**Directions:**
Recast the stretch of the records from the line containing "Target: **bird**" through the line containing "M146 136L124 164L108" as a JSON list of strings, one string per line and no blank lines.

━━━━

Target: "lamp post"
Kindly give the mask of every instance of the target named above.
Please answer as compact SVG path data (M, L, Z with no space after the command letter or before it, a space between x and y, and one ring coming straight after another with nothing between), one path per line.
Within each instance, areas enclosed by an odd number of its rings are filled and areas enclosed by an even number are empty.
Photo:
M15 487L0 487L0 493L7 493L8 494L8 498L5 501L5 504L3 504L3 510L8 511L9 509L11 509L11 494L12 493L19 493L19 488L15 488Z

━━━━

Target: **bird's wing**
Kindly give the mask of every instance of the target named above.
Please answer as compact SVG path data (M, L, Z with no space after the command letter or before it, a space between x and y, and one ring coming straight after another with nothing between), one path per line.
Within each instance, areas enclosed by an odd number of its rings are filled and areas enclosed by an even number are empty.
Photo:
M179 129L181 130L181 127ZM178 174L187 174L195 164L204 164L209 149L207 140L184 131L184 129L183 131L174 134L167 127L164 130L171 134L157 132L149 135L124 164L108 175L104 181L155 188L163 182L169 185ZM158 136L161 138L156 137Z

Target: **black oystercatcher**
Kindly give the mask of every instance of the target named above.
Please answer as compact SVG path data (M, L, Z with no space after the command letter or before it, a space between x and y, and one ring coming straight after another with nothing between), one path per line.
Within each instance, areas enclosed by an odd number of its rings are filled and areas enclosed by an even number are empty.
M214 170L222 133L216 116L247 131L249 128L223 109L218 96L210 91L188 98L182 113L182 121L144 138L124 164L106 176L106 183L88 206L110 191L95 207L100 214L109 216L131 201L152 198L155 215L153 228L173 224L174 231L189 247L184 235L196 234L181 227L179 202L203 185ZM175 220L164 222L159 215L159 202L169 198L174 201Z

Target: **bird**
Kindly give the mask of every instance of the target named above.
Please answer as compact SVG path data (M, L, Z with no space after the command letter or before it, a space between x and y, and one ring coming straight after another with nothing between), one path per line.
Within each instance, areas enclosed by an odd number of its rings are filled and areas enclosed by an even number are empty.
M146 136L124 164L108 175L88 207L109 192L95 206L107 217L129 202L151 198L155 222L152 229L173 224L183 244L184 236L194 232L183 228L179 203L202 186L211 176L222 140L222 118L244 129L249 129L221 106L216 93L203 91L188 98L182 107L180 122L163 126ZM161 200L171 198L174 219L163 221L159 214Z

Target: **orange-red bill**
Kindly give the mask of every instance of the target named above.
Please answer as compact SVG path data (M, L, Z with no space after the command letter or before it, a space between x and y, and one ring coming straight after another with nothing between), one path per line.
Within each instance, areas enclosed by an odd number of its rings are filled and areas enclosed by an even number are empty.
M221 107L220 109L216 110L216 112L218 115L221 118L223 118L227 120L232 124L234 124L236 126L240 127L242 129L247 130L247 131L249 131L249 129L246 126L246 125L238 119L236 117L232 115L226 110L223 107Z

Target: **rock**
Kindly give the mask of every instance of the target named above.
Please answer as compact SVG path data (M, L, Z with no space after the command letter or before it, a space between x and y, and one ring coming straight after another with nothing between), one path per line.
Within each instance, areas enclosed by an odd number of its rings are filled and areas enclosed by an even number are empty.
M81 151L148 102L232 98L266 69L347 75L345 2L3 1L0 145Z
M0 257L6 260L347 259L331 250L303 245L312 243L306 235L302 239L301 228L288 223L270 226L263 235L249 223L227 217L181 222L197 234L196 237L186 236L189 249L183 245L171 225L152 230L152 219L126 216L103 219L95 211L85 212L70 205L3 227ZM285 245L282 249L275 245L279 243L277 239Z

━━━━

**Solution:**
[
  "Target: **bird**",
  "Kindly give the mask of every instance of the target named above.",
  "Please answer as compact SVG path data (M, L, Z with no space after the command letter or before it, a space between x and y, and one ring coming straight after another with nothing between), one path per line.",
  "Within each instance, areas enclosed by an odd number of its rings are filled and areas enclosed by an even number are empty.",
  "M146 136L124 164L108 175L88 207L109 192L95 206L107 217L129 202L151 198L155 222L152 229L173 224L183 244L184 236L194 232L183 228L179 203L202 186L211 176L222 140L222 118L244 129L249 129L221 106L216 93L203 91L188 98L182 107L180 122L163 126ZM161 200L171 198L174 219L163 221L159 214Z"
]